(Source records)
----
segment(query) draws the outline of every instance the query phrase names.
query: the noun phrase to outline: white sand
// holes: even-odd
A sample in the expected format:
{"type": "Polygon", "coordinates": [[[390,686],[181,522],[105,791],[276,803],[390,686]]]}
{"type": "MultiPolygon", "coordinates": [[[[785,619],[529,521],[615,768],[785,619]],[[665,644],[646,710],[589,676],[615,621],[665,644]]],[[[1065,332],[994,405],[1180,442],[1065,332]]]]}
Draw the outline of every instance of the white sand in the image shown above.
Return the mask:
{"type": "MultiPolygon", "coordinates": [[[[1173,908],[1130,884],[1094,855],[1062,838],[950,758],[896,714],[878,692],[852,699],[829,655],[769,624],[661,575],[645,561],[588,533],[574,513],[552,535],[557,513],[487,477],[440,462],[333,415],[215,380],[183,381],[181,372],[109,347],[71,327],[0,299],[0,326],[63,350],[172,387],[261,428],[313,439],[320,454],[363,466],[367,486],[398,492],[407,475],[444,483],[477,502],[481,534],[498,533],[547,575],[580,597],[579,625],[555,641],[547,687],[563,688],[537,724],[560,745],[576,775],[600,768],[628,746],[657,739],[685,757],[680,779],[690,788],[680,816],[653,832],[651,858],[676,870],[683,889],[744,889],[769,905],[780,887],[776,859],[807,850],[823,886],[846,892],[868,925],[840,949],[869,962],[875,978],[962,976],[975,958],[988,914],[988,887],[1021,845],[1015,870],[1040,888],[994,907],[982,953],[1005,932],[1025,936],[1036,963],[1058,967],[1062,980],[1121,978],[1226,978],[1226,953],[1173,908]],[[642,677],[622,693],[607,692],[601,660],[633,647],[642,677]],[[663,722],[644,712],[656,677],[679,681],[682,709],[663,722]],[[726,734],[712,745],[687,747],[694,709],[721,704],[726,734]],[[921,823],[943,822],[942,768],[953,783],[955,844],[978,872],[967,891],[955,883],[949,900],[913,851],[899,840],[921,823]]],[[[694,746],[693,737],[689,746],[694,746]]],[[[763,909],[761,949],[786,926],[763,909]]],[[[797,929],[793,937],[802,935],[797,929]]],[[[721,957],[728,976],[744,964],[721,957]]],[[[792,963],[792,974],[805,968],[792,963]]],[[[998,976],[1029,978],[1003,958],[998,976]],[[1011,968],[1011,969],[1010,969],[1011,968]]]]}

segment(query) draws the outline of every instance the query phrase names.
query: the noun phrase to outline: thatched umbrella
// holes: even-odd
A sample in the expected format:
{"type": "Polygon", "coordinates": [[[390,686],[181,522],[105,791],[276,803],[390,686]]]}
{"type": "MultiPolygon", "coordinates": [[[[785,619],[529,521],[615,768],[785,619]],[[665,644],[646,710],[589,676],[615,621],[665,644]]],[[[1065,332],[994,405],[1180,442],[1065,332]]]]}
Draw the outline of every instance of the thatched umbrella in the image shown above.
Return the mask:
----
__STATED GOAL__:
Your task is to print the whole listing again exactly.

__TASK OUTPUT__:
segment(query) draws the outline of every instance the query phrase names.
query: the noun phrase to outline: white sand
// holes: even-odd
A sample in the expected format:
{"type": "Polygon", "coordinates": [[[390,686],[181,522],[105,791],[276,803],[390,686]]]}
{"type": "MultiPolygon", "coordinates": [[[[785,619],[529,521],[615,768],[785,619]],[[665,644],[646,710],[589,676],[615,621],[665,644]]],[[[1065,332],[994,405],[1180,442],[1065,332]]]]}
Draw the outline of every instance of the white sand in the image shown above.
Return the mask:
{"type": "MultiPolygon", "coordinates": [[[[1173,908],[1130,884],[1094,855],[1062,838],[950,758],[896,714],[878,692],[852,699],[829,655],[769,624],[661,575],[645,561],[588,533],[574,513],[552,535],[557,513],[487,477],[440,462],[333,415],[215,380],[183,381],[181,372],[109,347],[71,327],[0,299],[0,326],[63,350],[172,387],[261,428],[313,439],[320,454],[363,466],[367,486],[398,492],[407,475],[444,483],[477,502],[481,534],[498,533],[547,575],[580,597],[579,625],[555,641],[547,687],[563,688],[537,724],[560,745],[576,775],[600,768],[628,746],[657,739],[685,757],[680,779],[690,788],[680,816],[653,832],[651,858],[676,870],[683,889],[744,889],[769,905],[780,887],[776,859],[807,850],[823,886],[846,892],[868,925],[840,949],[869,962],[875,978],[962,976],[975,958],[988,914],[988,887],[1021,845],[1015,870],[1040,888],[994,907],[982,953],[1005,932],[1025,936],[1036,963],[1058,967],[1062,980],[1121,978],[1226,978],[1226,953],[1173,908]],[[642,677],[622,693],[607,692],[601,660],[633,647],[642,677]],[[663,722],[644,712],[656,677],[679,681],[682,709],[663,722]],[[726,734],[712,745],[687,747],[694,709],[721,704],[726,734]],[[921,823],[943,822],[942,768],[953,783],[955,844],[978,872],[967,891],[955,883],[949,900],[913,851],[899,840],[921,823]]],[[[694,746],[693,737],[689,746],[694,746]]],[[[763,909],[761,949],[786,926],[763,909]]],[[[797,929],[793,937],[802,935],[797,929]]],[[[721,957],[728,976],[744,964],[721,957]]],[[[792,963],[792,974],[805,968],[792,963]]],[[[998,976],[1029,978],[1003,958],[998,976]],[[1011,968],[1011,969],[1010,969],[1011,968]]]]}

segment(query) draws the outline of every instance the query phrase names.
query: the noun phrase to outline: thatched umbrella
// holes: even-odd
A sample in the expected format:
{"type": "Polygon", "coordinates": [[[390,686],[181,522],[105,791],[276,803],[390,686]]]}
{"type": "MultiPolygon", "coordinates": [[[[785,619],[529,521],[615,768],[785,619]],[[665,644],[646,710],[589,676],[615,621],[665,644]]],[[[1065,332],[994,405],[1180,442],[1065,332]]]]}
Draw the outline of every instance of the thatched umbrella in the image shown above.
Return the mask:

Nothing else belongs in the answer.